Required action: With the records below as input, work out how many lines include the word "truck". Give only the number.

----------

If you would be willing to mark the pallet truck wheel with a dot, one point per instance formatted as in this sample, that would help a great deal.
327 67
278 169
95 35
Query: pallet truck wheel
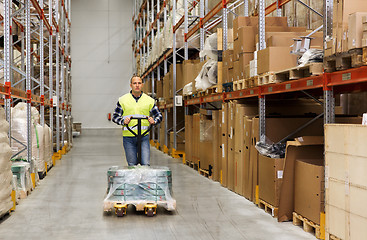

----------

Result for this exercise: 2